Top of SOURCE RECORDS
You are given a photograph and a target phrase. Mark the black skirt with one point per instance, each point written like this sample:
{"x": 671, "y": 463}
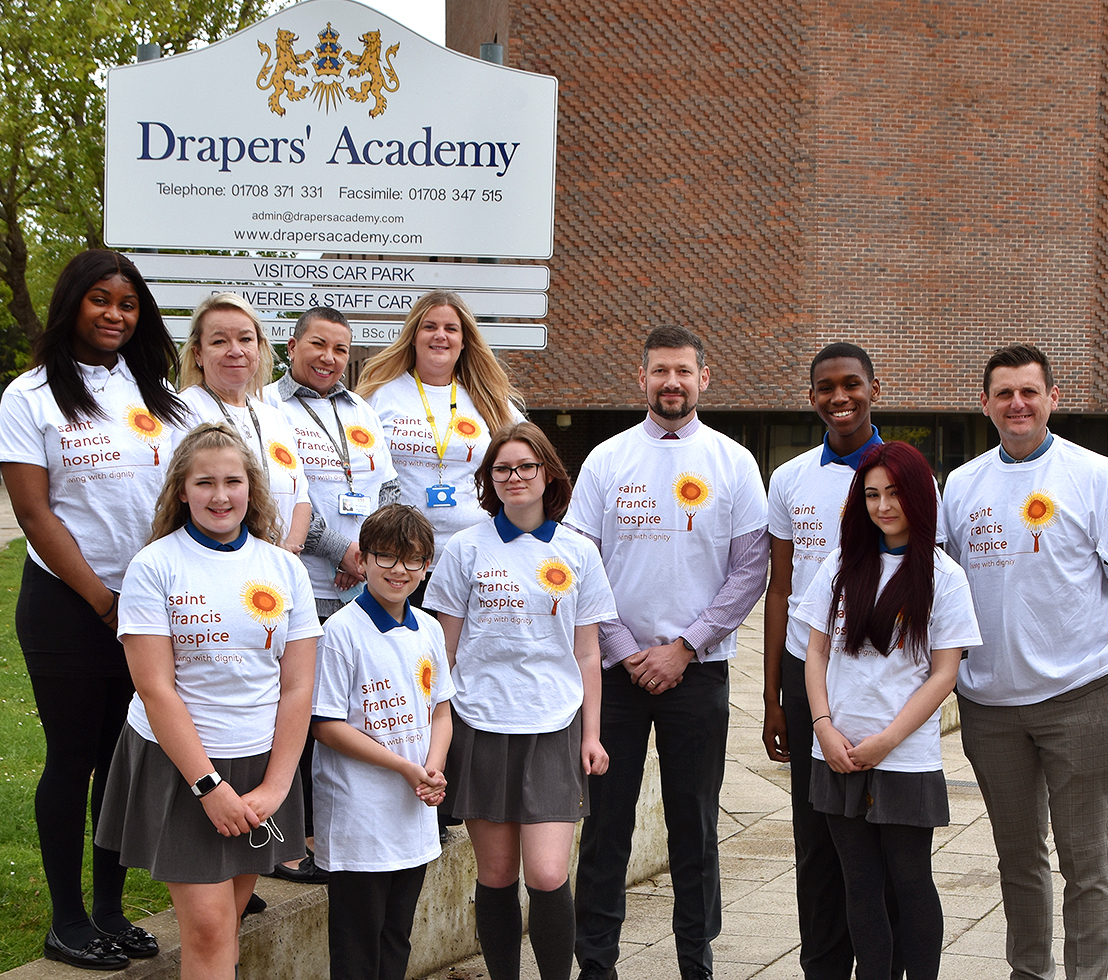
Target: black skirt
{"x": 62, "y": 635}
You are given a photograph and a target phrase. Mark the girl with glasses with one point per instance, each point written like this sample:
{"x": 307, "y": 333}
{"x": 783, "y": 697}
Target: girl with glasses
{"x": 219, "y": 629}
{"x": 520, "y": 599}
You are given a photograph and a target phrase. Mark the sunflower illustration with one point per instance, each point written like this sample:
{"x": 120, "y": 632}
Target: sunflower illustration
{"x": 426, "y": 674}
{"x": 284, "y": 458}
{"x": 469, "y": 429}
{"x": 144, "y": 426}
{"x": 555, "y": 579}
{"x": 691, "y": 492}
{"x": 266, "y": 604}
{"x": 363, "y": 439}
{"x": 1037, "y": 512}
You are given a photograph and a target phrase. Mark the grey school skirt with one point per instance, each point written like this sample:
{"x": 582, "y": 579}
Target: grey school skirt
{"x": 516, "y": 778}
{"x": 153, "y": 819}
{"x": 912, "y": 799}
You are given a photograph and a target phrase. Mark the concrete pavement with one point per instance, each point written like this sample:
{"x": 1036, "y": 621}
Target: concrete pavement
{"x": 760, "y": 938}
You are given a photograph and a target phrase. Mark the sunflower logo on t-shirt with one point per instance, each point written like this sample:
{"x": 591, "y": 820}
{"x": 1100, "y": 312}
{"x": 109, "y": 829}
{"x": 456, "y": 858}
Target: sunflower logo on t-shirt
{"x": 145, "y": 427}
{"x": 469, "y": 429}
{"x": 266, "y": 604}
{"x": 426, "y": 675}
{"x": 556, "y": 579}
{"x": 693, "y": 492}
{"x": 283, "y": 456}
{"x": 363, "y": 439}
{"x": 1038, "y": 512}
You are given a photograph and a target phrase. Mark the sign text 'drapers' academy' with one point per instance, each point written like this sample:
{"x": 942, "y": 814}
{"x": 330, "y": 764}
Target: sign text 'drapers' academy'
{"x": 330, "y": 128}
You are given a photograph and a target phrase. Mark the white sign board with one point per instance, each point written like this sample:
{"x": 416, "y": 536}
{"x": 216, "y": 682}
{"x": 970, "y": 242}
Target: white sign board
{"x": 344, "y": 272}
{"x": 330, "y": 128}
{"x": 357, "y": 300}
{"x": 380, "y": 333}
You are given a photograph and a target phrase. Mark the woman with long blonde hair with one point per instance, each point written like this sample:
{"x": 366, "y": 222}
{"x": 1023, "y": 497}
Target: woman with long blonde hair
{"x": 440, "y": 392}
{"x": 224, "y": 365}
{"x": 219, "y": 629}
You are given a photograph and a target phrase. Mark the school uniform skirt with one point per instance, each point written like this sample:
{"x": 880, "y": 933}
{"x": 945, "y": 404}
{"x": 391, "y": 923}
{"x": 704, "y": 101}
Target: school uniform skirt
{"x": 154, "y": 820}
{"x": 516, "y": 778}
{"x": 881, "y": 796}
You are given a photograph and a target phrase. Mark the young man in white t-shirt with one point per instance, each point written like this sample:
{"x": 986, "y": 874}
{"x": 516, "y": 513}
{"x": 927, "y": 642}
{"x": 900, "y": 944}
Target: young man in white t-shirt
{"x": 1028, "y": 522}
{"x": 381, "y": 720}
{"x": 678, "y": 511}
{"x": 806, "y": 499}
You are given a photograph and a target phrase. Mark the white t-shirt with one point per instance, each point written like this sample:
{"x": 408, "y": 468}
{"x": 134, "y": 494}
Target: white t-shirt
{"x": 514, "y": 667}
{"x": 229, "y": 614}
{"x": 275, "y": 446}
{"x": 867, "y": 692}
{"x": 806, "y": 503}
{"x": 385, "y": 684}
{"x": 411, "y": 443}
{"x": 370, "y": 466}
{"x": 665, "y": 511}
{"x": 104, "y": 473}
{"x": 1033, "y": 538}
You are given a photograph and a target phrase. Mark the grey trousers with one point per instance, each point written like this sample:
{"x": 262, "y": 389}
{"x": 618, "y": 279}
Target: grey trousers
{"x": 1045, "y": 766}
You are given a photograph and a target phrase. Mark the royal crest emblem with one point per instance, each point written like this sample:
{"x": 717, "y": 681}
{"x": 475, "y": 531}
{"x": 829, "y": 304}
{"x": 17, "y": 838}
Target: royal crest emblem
{"x": 288, "y": 62}
{"x": 369, "y": 62}
{"x": 279, "y": 72}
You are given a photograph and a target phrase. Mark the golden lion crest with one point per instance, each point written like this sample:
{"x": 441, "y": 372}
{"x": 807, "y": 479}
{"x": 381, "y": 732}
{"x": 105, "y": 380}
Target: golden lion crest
{"x": 369, "y": 62}
{"x": 288, "y": 61}
{"x": 327, "y": 88}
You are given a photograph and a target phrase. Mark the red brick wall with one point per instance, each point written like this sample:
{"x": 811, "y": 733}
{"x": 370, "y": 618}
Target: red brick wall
{"x": 925, "y": 179}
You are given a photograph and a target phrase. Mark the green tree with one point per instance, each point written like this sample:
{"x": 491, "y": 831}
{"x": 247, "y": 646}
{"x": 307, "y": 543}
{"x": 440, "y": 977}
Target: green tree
{"x": 53, "y": 59}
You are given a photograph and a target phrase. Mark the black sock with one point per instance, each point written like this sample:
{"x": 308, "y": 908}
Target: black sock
{"x": 500, "y": 929}
{"x": 552, "y": 927}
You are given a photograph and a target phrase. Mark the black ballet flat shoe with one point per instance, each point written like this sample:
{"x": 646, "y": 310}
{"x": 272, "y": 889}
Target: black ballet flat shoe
{"x": 99, "y": 953}
{"x": 135, "y": 941}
Bottom of SOURCE RECORDS
## DESCRIPTION OF THE TASK
Return the complete material exactly as it appears, without images.

## REPLY TO THE EXERCISE
You are given a photograph and a target phrase. Mark the black skirt with one point per instance, each point written like this sample:
{"x": 671, "y": 463}
Target: black skirt
{"x": 62, "y": 635}
You are given a photograph and a target phrase. Mark the girl with glasses with one point per instance, each point written like this sample:
{"x": 307, "y": 333}
{"x": 783, "y": 697}
Target: girl with glasses
{"x": 219, "y": 629}
{"x": 520, "y": 599}
You are given a photograph and a target phrase. Mark the sunflower illustration with one point per instance, each point written like this sample:
{"x": 120, "y": 632}
Target: sunflower illustration
{"x": 426, "y": 674}
{"x": 284, "y": 458}
{"x": 469, "y": 429}
{"x": 144, "y": 426}
{"x": 555, "y": 579}
{"x": 691, "y": 492}
{"x": 266, "y": 604}
{"x": 363, "y": 439}
{"x": 1037, "y": 512}
You are given a photograph and a target phrase. Mark the grey school skirt with one point per instance, each point written like this sample:
{"x": 582, "y": 579}
Target: grey school skirt
{"x": 516, "y": 778}
{"x": 153, "y": 819}
{"x": 912, "y": 799}
You are given a photograph and a target phrase. Mark the concrete pavement with one point per instance, each point written like this sample:
{"x": 1036, "y": 621}
Target: concrete pavement
{"x": 760, "y": 938}
You are given a photograph and a target phrase. Mark the sunflower logo on t-shirt with one point per instance, each point written like this sample:
{"x": 591, "y": 820}
{"x": 1100, "y": 312}
{"x": 109, "y": 829}
{"x": 456, "y": 858}
Target: sunflower logo on t-shirt
{"x": 145, "y": 427}
{"x": 469, "y": 429}
{"x": 266, "y": 604}
{"x": 426, "y": 675}
{"x": 556, "y": 579}
{"x": 693, "y": 492}
{"x": 283, "y": 456}
{"x": 363, "y": 439}
{"x": 1038, "y": 512}
You are given a photograph and a target phrase. Mark the sign text 'drapers' academy' with one point per instance, each point written like this sample:
{"x": 942, "y": 814}
{"x": 330, "y": 764}
Target: sign text 'drapers' academy'
{"x": 330, "y": 128}
You are given a photograph and a target phrase. Mark the white sign board with one point per instance, each point written like this sample:
{"x": 416, "y": 536}
{"x": 216, "y": 682}
{"x": 970, "y": 242}
Target: white sign board
{"x": 344, "y": 272}
{"x": 330, "y": 128}
{"x": 357, "y": 300}
{"x": 380, "y": 333}
You are given a photograph and a target phrase. Mark the woman with long blonde hair with one point per instance, each point written like this sample:
{"x": 366, "y": 222}
{"x": 1023, "y": 497}
Target: woman with long blonde hair
{"x": 440, "y": 392}
{"x": 224, "y": 365}
{"x": 219, "y": 629}
You are given a photograph and a target phrase. Mark the school uniform skirt with one point per instance, each point written like this sample:
{"x": 880, "y": 933}
{"x": 945, "y": 404}
{"x": 391, "y": 923}
{"x": 704, "y": 101}
Target: school uniform skirt
{"x": 154, "y": 820}
{"x": 516, "y": 778}
{"x": 881, "y": 796}
You are given a photograph and a target phrase. Mark the young man in white t-shirt with one point per instance, each point written like this sample:
{"x": 986, "y": 874}
{"x": 516, "y": 513}
{"x": 927, "y": 642}
{"x": 900, "y": 944}
Target: young man in white t-shirt
{"x": 1028, "y": 522}
{"x": 381, "y": 720}
{"x": 678, "y": 511}
{"x": 806, "y": 499}
You are given a photograph and a target phrase. Mark the white t-shirt with one point per instance, each point written like this sample:
{"x": 408, "y": 468}
{"x": 134, "y": 494}
Target: white t-shirt
{"x": 514, "y": 667}
{"x": 229, "y": 614}
{"x": 275, "y": 446}
{"x": 867, "y": 692}
{"x": 806, "y": 503}
{"x": 385, "y": 684}
{"x": 411, "y": 443}
{"x": 370, "y": 466}
{"x": 665, "y": 511}
{"x": 104, "y": 473}
{"x": 1033, "y": 538}
You are given a photograph and a target phrase. Mark the grey trousers with one point per instance, each point written like this sample:
{"x": 262, "y": 389}
{"x": 618, "y": 279}
Target: grey trousers
{"x": 1045, "y": 766}
You are given a photograph and a target phrase. Mark the royal crest emblem with one point per instance, each point written like this sample:
{"x": 717, "y": 681}
{"x": 475, "y": 531}
{"x": 829, "y": 304}
{"x": 17, "y": 838}
Target: royal crest emblem
{"x": 288, "y": 62}
{"x": 369, "y": 62}
{"x": 279, "y": 72}
You are given a photograph and a target phrase. Mark the golden lion crest with one point per instance, each point written like this sample:
{"x": 441, "y": 372}
{"x": 807, "y": 479}
{"x": 381, "y": 732}
{"x": 105, "y": 380}
Target: golden lion crest
{"x": 369, "y": 62}
{"x": 288, "y": 61}
{"x": 327, "y": 88}
You are given a photograph and a target phrase. Mark the red brick wall with one point per instance, each point written like this sample:
{"x": 811, "y": 733}
{"x": 370, "y": 618}
Target: red brick wall
{"x": 925, "y": 179}
You are given a photograph and a target phrase. Mark the green tree with one point per instance, each point written like this sample:
{"x": 491, "y": 831}
{"x": 247, "y": 646}
{"x": 307, "y": 543}
{"x": 440, "y": 977}
Target: green tree
{"x": 53, "y": 59}
You are given a photograph and a target phrase. Mark the black sock with one point per instance, each point written like this sample:
{"x": 308, "y": 908}
Target: black sock
{"x": 500, "y": 929}
{"x": 552, "y": 927}
You are given a photograph and a target phrase. Mark the black ballet flat shoe with one point per instance, each point written like this sample:
{"x": 646, "y": 310}
{"x": 272, "y": 889}
Target: black ballet flat shoe
{"x": 99, "y": 953}
{"x": 135, "y": 941}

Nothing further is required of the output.